WRITTEN TASK: Can you rewrite the entries below, swapping every "photo" for "image", keeping everything else the same and leaving out the pictures?

* begin GIVEN DATA *

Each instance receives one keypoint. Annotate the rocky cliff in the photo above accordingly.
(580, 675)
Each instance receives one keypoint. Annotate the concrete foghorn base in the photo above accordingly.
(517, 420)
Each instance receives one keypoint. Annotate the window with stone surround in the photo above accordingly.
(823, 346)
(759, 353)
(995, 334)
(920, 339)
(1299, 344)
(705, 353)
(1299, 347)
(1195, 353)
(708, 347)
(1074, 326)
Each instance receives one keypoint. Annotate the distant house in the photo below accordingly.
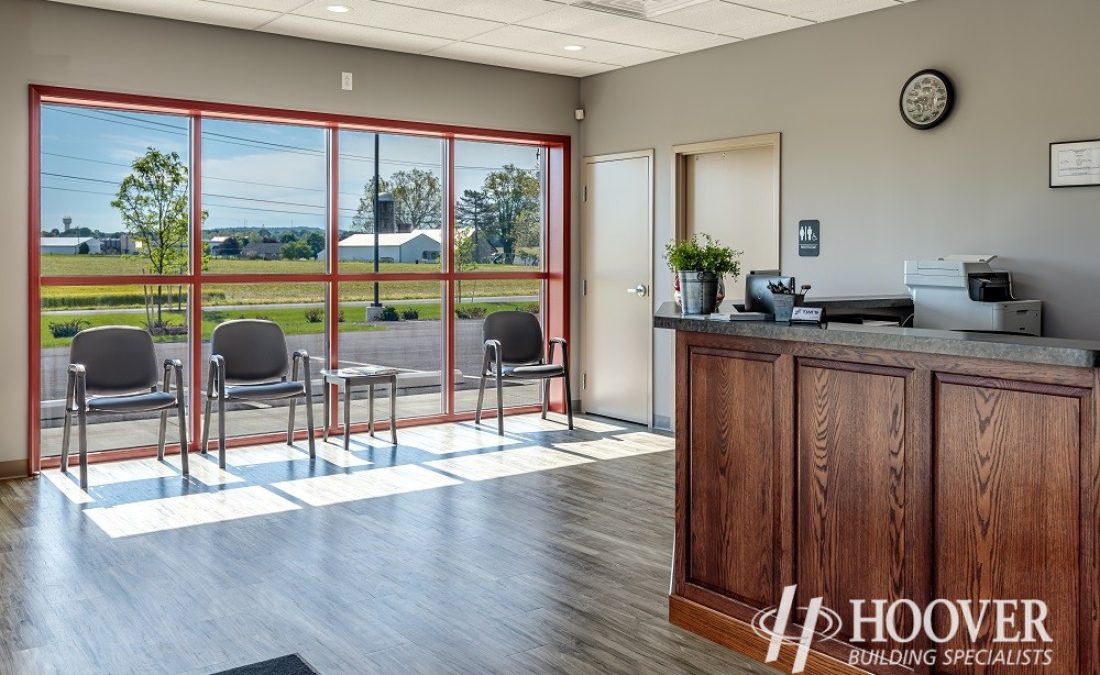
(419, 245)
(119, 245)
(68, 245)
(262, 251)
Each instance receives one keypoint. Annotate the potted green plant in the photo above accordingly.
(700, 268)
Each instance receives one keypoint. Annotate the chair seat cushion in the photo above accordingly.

* end GIVEN DATA *

SOLUTION:
Each instance receives one keypoint. Annotate the rocky cliff in the image above accordingly.
(580, 675)
Each instance receives one keypoint. Annotate the concrete foghorn base in the image above accordingly.
(517, 420)
Each instance receives one keypoint. Annotate the window with stone surround in the image above accordingly.
(823, 346)
(759, 353)
(995, 334)
(920, 339)
(1299, 344)
(705, 353)
(1299, 347)
(1195, 353)
(708, 347)
(1074, 326)
Each instance receives one keypoint. Annotate the distant house in the image below accordingly.
(419, 245)
(119, 245)
(68, 245)
(262, 251)
Each instance receives one keypoint. Annotate the potted green plant in the image above accordingly.
(700, 268)
Each instance receives one keypoint. Annotate the chair seat cushion in the image above accordingly.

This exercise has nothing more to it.